> [What is required]:
Copy out the whole journal profile below word for word, leaving out the items that follow it.

───── Page text ─────

The Pediatric Infectious Disease Journal
- Discipline: Pediatrics, infectious disease
- Language: English
- Edited by: John D. Nelson, George H. McCracken, Jr.

Publication details
- Former name(s): Pediatric Infectious Disease
- History: 1982-present
- Publisher: Lippincott Williams & Wilkins
- Frequency: Monthly
- Impact factor: 2.723 (2014)

Standard abbreviations
- ISO 4: Pediatr. Infect. Dis. J.

Indexing
- CODEN: PIDJEV
- ISSN: 0891-3668 (print) 1532-0987 (web)
- OCLC no.: 14710189

Links
- Journal homepage; Online access; Online archive;

= The Pediatric Infectious Disease Journal =

The Pediatric Infectious Disease Journal is a monthly peer-reviewed medical journal covering research pertaining to infectious diseases in children. It was established in 1982 as a bimonthly journal under the name Pediatric Infectious Disease, obtaining its current name in 1987. It is published by Lippincott Williams & Wilkins and the editors-in-chief are John D. Nelson and George H. McCracken Jr. (University of Texas Southwestern Medical Center).
==Abstracting and indexing==
The journal is abstracted and indexed in:
- BIOSIS
- MEDLINE/PUBMED
- EMBASE
- SCOPUS
- Science Citation Index Expanded
- Current Contents/Clinical Medicine
According to the Journal Citation Reports, the journal has a 2014 impact factor of 2.723.

───── Source data ─────

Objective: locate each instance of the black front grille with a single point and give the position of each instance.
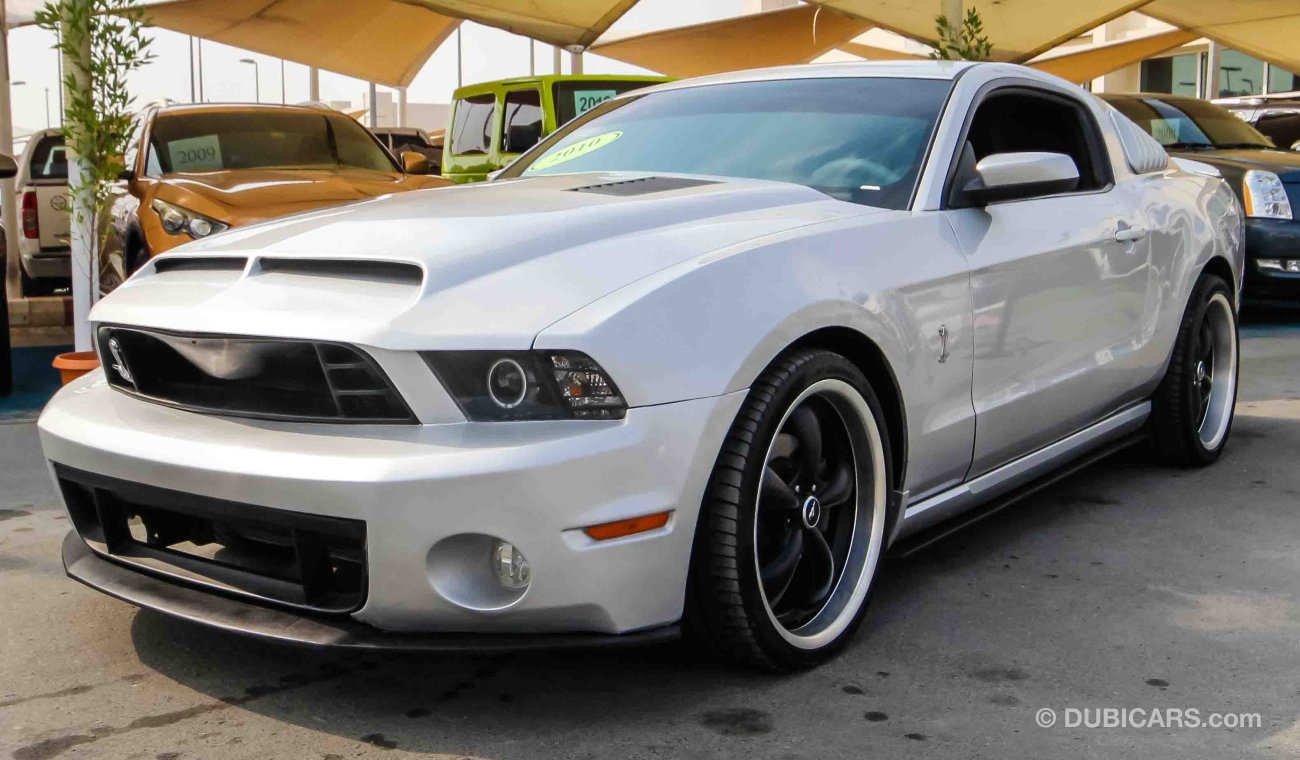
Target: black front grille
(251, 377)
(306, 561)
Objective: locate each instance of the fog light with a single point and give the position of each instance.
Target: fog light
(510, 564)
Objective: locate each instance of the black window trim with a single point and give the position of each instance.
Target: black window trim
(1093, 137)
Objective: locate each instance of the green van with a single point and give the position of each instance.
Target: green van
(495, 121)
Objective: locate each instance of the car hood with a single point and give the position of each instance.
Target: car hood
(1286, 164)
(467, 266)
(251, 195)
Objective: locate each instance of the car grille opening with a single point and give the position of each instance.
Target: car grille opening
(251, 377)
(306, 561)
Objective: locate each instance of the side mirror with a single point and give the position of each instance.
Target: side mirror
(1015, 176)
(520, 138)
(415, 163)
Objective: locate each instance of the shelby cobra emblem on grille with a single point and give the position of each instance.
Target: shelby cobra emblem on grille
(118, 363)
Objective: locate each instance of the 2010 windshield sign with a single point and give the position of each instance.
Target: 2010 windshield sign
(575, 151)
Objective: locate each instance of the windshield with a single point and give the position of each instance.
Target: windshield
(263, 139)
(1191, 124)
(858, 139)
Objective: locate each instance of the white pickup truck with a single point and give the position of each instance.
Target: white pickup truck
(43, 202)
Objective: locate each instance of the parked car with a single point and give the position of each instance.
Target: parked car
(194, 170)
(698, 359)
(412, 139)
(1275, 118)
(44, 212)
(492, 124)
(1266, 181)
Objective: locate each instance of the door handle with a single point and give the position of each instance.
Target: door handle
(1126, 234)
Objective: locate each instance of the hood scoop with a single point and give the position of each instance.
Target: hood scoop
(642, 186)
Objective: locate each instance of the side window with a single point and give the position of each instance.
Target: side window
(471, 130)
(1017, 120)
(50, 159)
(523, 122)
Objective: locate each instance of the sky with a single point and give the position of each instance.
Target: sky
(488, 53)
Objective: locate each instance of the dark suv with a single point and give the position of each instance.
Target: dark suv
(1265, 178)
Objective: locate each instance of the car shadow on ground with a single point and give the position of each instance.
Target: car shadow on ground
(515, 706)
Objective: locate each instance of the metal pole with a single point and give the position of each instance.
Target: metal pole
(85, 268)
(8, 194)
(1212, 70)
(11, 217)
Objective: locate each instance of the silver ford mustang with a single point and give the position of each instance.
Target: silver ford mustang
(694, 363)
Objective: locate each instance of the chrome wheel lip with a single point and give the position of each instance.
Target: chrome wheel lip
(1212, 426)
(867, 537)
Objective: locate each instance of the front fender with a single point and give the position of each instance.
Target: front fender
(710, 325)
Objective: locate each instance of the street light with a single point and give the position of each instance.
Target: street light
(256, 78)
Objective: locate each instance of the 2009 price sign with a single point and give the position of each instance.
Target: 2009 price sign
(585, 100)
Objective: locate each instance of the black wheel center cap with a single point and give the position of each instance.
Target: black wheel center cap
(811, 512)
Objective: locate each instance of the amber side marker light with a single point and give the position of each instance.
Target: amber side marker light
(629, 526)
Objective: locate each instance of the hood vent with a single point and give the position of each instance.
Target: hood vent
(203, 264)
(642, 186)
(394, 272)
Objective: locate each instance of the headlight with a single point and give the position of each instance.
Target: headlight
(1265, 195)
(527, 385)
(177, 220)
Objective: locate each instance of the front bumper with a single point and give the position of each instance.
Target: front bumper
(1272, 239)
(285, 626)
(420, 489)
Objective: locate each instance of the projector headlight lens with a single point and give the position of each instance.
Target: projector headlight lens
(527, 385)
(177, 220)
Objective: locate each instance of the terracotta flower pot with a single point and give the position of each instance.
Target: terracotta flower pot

─────
───── Source data ─────

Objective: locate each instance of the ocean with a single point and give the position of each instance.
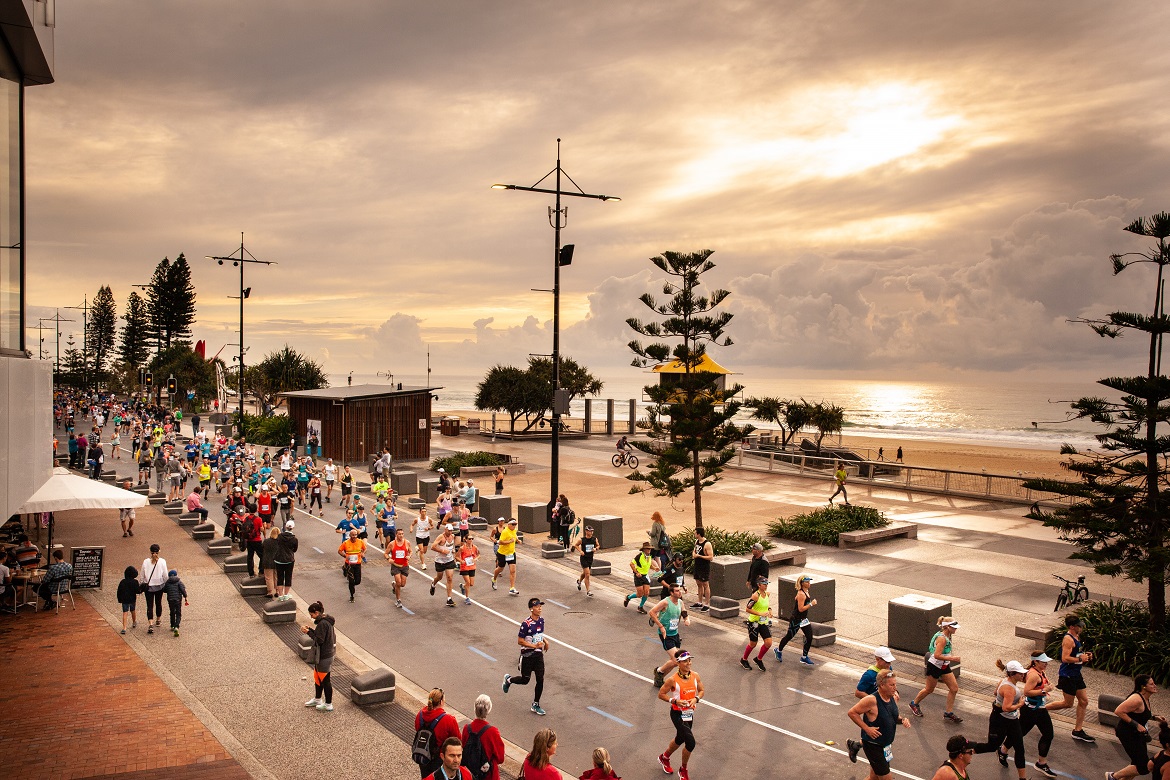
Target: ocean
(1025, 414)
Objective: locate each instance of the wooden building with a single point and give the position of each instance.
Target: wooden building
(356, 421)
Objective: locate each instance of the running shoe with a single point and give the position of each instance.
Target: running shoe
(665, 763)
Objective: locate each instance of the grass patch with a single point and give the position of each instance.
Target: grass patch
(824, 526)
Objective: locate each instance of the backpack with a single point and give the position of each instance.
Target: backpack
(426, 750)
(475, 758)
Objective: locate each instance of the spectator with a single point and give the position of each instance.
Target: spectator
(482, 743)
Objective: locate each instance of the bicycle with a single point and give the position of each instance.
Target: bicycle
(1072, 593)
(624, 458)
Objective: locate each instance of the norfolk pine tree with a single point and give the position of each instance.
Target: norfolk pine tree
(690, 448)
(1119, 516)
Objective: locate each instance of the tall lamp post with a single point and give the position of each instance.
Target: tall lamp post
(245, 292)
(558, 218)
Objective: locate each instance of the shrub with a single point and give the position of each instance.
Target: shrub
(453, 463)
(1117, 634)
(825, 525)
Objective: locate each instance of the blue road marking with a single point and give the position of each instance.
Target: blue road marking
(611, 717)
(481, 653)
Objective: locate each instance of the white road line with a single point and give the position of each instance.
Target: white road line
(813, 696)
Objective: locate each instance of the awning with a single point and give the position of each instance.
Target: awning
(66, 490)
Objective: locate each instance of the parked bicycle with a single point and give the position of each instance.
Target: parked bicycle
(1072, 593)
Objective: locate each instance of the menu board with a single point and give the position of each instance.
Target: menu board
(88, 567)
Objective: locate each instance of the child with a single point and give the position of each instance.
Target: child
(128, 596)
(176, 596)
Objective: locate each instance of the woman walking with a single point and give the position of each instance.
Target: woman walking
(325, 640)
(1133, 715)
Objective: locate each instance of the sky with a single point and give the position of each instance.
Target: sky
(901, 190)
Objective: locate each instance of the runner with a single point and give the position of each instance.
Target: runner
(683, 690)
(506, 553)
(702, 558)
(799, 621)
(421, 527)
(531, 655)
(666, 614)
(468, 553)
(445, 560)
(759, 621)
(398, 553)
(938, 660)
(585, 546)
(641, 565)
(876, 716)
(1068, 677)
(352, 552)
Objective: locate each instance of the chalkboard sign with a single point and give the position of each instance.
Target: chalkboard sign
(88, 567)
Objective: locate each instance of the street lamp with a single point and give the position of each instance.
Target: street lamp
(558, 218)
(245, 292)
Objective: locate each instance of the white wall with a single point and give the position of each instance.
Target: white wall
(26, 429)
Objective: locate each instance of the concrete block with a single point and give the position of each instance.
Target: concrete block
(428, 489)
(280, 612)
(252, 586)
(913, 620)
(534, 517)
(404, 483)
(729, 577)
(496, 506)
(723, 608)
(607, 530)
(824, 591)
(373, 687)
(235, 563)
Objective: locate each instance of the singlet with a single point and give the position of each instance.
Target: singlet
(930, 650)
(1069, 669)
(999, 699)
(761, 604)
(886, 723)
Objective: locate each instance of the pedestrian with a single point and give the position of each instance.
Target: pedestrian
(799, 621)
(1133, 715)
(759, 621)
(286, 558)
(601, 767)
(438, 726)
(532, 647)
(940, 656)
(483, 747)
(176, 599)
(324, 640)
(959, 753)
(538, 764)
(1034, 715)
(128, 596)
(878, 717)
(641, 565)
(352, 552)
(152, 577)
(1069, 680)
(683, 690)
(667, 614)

─────
───── Source data ─────

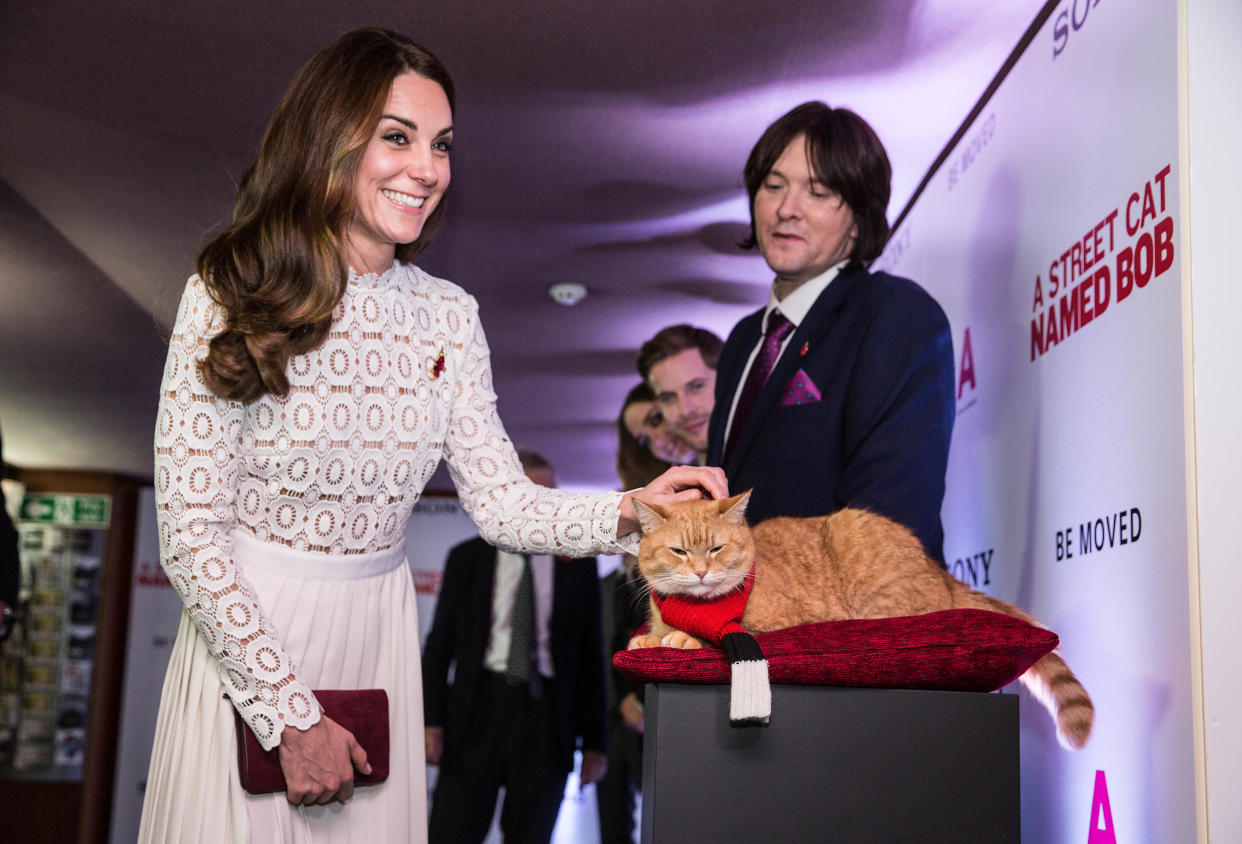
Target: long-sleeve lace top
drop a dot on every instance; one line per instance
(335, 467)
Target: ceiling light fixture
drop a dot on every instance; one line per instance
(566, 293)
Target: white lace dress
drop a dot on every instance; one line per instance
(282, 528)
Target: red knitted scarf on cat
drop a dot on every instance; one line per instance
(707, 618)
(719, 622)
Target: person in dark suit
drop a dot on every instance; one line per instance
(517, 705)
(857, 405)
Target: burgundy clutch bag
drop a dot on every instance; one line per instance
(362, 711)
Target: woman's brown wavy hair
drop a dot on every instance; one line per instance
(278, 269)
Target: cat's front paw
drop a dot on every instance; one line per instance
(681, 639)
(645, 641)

─────

> [Reply]:
The Pediatric Infectious Disease Journal
- Discipline: Pediatrics, infectious disease
- Language: English
- Edited by: John D. Nelson, George H. McCracken, Jr.

Publication details
- Former name(s): Pediatric Infectious Disease
- History: 1982-present
- Publisher: Lippincott Williams & Wilkins
- Frequency: Monthly
- Impact factor: 2.723 (2014)

Standard abbreviations
- ISO 4: Pediatr. Infect. Dis. J.

Indexing
- CODEN: PIDJEV
- ISSN: 0891-3668 (print) 1532-0987 (web)
- OCLC no.: 14710189

Links
- Journal homepage; Online access; Online archive;

= The Pediatric Infectious Disease Journal =

The Pediatric Infectious Disease Journal is a monthly peer-reviewed medical journal covering research pertaining to infectious diseases in children. It was established in 1982 as a bimonthly journal under the name Pediatric Infectious Disease, obtaining its current name in 1987. It is published by Lippincott Williams & Wilkins and the editors-in-chief are John D. Nelson and George H. McCracken Jr. (University of Texas Southwestern Medical Center).
==Abstracting and indexing==
The journal is abstracted and indexed in:
- BIOSIS
- MEDLINE/PUBMED
- EMBASE
- SCOPUS
- Science Citation Index Expanded
- Current Contents/Clinical Medicine
According to the Journal Citation Reports, the journal has a 2014 impact factor of 2.723.